Collected data entries
== == ==

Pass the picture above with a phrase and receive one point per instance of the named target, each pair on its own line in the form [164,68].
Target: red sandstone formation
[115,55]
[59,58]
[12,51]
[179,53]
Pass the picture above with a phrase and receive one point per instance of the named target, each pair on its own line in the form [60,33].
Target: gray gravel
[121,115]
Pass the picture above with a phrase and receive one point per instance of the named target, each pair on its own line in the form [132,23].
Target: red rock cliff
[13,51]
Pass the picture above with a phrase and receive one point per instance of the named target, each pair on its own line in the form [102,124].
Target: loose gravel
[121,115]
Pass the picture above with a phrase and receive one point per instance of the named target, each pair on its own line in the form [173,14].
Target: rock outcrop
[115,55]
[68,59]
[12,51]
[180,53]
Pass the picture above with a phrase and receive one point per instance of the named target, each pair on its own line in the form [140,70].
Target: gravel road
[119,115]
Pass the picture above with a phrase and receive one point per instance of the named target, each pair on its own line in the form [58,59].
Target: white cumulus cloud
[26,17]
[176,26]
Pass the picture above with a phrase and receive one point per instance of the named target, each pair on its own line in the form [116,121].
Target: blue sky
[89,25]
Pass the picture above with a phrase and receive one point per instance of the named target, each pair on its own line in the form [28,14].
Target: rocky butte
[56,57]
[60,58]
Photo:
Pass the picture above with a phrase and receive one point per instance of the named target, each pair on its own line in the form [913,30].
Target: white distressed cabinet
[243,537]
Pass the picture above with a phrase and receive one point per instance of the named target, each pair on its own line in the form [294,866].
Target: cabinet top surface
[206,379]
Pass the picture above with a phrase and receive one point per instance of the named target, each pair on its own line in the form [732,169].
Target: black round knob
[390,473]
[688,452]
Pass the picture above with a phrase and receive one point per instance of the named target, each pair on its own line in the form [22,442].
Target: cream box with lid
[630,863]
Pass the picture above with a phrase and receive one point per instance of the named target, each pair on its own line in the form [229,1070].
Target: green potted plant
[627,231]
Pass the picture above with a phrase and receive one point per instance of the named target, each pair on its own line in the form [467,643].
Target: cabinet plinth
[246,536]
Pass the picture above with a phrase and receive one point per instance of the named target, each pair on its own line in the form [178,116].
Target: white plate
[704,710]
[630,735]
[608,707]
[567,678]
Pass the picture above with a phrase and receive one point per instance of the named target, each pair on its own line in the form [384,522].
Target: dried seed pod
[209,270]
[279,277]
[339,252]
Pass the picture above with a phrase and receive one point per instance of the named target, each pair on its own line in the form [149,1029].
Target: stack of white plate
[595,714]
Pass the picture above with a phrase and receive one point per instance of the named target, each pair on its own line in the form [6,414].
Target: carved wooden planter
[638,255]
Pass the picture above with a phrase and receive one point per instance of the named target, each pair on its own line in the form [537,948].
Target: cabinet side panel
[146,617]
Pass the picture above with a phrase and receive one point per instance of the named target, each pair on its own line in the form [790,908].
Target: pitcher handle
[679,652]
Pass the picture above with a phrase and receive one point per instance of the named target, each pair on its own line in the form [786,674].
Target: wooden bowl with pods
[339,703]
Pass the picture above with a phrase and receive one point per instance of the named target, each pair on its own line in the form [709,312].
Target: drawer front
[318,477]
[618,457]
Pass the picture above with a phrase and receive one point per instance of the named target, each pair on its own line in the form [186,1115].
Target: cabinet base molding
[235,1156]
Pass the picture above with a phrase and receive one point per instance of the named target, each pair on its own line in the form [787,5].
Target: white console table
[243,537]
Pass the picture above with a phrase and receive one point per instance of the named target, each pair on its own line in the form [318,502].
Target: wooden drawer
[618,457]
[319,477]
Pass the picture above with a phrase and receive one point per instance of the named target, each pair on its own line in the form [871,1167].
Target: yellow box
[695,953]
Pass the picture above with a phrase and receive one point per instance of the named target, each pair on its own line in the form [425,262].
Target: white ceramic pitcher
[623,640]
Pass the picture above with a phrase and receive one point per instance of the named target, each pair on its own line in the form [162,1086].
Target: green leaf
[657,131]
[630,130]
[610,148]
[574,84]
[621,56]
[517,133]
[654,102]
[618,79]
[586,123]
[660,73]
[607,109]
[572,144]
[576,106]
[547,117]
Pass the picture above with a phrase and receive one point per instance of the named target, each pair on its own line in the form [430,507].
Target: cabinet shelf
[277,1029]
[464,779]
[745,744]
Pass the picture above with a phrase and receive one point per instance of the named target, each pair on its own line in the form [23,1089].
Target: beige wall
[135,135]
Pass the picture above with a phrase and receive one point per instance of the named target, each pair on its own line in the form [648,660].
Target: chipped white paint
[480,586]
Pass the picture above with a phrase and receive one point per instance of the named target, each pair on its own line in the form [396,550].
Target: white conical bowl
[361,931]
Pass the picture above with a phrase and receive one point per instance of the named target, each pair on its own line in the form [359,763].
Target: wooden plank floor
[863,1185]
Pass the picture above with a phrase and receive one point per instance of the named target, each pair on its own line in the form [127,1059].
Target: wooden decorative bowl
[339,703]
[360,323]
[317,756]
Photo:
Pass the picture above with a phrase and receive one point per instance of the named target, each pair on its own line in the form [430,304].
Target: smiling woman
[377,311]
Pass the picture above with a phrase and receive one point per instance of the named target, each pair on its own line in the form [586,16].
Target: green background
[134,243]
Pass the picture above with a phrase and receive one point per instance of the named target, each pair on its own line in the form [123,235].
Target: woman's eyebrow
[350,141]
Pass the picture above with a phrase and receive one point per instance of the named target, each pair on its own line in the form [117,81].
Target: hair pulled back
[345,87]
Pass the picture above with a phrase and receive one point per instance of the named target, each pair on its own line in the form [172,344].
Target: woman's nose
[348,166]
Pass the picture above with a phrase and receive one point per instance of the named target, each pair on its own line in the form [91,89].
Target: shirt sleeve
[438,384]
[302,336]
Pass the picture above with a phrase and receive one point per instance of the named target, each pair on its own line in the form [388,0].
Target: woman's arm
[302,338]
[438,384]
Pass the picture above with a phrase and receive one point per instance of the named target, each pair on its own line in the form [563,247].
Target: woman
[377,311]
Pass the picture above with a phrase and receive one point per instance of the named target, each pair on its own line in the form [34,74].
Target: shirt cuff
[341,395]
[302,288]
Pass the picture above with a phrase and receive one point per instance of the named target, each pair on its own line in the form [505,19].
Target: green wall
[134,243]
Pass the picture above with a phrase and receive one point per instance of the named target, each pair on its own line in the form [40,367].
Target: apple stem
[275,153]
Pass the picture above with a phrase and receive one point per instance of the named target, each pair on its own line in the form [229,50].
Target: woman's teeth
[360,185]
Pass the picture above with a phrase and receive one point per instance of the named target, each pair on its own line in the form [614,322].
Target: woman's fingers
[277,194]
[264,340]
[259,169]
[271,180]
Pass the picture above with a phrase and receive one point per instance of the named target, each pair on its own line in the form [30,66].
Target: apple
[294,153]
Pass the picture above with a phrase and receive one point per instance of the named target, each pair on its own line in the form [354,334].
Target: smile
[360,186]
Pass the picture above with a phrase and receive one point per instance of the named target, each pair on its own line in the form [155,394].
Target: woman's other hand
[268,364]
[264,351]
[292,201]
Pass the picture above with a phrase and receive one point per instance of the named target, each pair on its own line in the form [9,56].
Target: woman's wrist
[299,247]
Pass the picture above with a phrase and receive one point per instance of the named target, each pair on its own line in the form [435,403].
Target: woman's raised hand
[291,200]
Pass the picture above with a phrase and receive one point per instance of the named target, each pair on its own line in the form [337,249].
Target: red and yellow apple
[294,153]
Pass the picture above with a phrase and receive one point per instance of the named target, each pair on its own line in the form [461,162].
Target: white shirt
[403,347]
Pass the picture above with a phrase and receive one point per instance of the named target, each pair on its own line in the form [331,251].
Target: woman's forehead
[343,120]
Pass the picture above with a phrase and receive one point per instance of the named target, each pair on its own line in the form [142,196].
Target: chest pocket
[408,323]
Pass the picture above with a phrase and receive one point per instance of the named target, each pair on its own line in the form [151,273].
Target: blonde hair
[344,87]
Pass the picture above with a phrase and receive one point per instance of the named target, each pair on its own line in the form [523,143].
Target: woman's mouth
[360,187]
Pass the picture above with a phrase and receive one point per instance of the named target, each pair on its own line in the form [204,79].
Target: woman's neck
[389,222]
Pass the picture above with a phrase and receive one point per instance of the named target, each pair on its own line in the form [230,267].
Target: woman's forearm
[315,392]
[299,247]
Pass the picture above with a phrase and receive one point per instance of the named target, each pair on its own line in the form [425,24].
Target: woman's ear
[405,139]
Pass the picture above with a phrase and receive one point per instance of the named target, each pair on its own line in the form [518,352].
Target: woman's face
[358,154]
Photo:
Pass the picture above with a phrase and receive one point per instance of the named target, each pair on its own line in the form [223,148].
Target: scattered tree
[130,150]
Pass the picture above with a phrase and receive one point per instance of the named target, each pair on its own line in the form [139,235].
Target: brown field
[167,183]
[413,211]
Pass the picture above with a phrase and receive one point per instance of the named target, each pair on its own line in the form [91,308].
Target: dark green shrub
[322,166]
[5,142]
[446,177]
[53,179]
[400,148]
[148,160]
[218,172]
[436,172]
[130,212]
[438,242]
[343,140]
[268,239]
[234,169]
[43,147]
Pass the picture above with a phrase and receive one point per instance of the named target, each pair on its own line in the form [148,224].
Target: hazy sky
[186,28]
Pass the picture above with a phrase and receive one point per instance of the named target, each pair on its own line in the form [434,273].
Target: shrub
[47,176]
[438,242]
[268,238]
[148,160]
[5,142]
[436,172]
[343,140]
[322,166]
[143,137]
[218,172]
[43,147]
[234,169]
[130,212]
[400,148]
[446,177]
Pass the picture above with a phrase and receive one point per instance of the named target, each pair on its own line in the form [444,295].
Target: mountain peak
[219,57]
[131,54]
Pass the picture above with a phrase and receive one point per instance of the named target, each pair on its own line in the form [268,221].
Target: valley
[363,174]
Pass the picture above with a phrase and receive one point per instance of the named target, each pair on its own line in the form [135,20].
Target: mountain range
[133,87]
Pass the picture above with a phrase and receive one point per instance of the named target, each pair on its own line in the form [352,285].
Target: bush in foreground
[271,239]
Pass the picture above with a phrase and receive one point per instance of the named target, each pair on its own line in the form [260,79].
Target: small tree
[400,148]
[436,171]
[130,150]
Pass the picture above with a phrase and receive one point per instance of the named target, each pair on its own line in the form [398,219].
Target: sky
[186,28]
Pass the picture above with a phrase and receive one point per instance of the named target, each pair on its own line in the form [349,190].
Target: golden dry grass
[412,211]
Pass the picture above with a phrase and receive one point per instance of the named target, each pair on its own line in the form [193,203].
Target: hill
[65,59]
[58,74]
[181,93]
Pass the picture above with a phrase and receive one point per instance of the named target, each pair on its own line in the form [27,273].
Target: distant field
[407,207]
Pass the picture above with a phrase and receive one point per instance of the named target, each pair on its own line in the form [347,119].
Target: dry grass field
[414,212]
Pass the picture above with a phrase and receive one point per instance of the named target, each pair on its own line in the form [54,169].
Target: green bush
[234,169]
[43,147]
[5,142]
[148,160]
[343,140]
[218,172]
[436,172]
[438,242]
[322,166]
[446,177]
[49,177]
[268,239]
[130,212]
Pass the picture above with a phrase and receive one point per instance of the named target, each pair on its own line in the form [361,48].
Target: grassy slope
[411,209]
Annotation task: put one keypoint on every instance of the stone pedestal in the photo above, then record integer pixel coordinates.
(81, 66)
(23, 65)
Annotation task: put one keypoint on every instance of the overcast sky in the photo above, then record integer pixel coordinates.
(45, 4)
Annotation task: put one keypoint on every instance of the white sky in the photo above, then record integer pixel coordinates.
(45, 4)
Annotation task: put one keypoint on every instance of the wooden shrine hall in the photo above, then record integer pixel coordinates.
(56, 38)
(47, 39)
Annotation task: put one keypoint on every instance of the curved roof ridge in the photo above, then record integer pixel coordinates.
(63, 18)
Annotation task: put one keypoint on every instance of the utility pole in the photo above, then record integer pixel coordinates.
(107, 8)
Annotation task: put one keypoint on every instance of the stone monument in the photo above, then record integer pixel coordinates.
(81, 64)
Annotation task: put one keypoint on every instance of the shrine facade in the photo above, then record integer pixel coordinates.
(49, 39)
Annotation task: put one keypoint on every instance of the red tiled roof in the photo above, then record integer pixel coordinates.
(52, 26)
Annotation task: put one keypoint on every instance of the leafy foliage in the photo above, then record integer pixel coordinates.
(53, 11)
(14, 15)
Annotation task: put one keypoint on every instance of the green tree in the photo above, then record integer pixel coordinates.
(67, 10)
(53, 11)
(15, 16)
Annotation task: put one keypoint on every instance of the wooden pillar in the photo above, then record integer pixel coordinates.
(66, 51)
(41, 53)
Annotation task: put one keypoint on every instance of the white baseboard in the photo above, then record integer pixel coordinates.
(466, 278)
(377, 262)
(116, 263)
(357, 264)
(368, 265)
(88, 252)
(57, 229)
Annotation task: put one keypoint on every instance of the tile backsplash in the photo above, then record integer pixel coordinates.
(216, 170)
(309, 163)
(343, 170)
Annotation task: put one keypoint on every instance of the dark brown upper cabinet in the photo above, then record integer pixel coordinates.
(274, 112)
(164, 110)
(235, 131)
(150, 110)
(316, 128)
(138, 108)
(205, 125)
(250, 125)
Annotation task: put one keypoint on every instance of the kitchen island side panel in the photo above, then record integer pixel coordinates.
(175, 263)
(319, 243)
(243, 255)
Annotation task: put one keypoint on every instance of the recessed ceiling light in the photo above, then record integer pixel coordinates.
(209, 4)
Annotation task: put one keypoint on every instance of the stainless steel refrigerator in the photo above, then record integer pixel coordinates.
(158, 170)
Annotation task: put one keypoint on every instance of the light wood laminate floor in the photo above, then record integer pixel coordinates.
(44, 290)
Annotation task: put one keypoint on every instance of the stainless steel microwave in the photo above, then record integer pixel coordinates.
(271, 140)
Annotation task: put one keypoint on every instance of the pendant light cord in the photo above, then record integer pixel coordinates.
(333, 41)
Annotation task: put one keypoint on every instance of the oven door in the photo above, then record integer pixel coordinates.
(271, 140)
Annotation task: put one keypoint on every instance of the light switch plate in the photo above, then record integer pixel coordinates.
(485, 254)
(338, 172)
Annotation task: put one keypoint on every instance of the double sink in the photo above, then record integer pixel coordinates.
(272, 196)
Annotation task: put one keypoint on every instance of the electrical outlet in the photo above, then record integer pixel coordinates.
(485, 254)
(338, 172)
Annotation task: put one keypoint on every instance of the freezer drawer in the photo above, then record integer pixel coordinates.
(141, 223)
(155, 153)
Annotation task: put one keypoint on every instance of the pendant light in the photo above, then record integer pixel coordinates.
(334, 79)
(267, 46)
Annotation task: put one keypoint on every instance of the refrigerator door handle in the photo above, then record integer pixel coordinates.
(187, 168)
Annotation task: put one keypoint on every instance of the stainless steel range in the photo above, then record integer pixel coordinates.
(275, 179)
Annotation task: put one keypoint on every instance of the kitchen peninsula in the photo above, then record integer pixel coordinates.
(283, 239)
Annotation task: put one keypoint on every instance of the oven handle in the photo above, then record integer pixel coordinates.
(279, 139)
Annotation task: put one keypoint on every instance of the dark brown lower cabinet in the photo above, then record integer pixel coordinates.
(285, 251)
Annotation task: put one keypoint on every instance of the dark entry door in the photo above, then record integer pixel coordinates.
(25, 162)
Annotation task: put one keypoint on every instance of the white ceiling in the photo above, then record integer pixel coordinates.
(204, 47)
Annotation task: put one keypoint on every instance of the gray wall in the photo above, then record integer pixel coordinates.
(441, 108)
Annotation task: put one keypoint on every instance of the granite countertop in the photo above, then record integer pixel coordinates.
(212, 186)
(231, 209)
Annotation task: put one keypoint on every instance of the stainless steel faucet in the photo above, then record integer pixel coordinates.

== == ==

WHAT YOU NEED TO DO> Copy out exactly the lines running from the line with "the light switch" to the end of the records, inclusive.

TASK ANSWER>
Annotation task: put one keypoint on every instance of the light switch plate in the photo above, then record integer pixel coordinates.
(485, 254)
(338, 172)
Annotation task: put one keypoint on every instance of the double sink in the photo above, then record integer pixel coordinates.
(272, 196)
Annotation task: put one keypoint on every instance of the electrical outlet in the photo above, then record integer pixel coordinates.
(485, 254)
(338, 172)
Annotation task: put one keypoint on every instance of the freezer drawer in the photo above, then record integer pixel coordinates.
(141, 223)
(155, 153)
Annotation task: put one keypoint on every instance of the pendant light in the photo above, then record integer pixel coordinates.
(334, 79)
(267, 46)
Annotation task: put one keypoint on every instance of the refrigerator door handle in the photo above, then record integer pixel coordinates.
(187, 168)
Annotation task: put one keypoint on every instance of the stainless steel range in the photo above, then record integer pixel coordinates.
(275, 179)
Annotation task: put one keypoint on every instance of the kitchen peninsula in the photo above, then record integer pixel coordinates.
(283, 239)
Annotation task: put one keypoint on every instance of the oven handle in the photo above, then record integer pixel coordinates.
(279, 139)
Annotation task: put one keypoint on every instance of the dark brown lower cabinet in the photo above, then record integer pixel coordinates.
(285, 251)
Annotation task: put one keypoint on every instance of the dark entry door in the photo above, then record integer pixel coordinates.
(25, 162)
Annotation task: put one keypoint on every instance of the white ceiling in the photo above, then record integer pixel coordinates.
(204, 47)
Annotation task: put one keypoint on every instance of the gray wall in the photo above, then record integer pixel coordinates.
(441, 108)
Annotation task: put one keypoint on every instance of the granite countertop in the photo above, then record integer pixel coordinates.
(212, 186)
(231, 209)
Annotation task: put one keypoint on every instance of the stainless steel faucet in the photo above, then record integer pixel coordinates.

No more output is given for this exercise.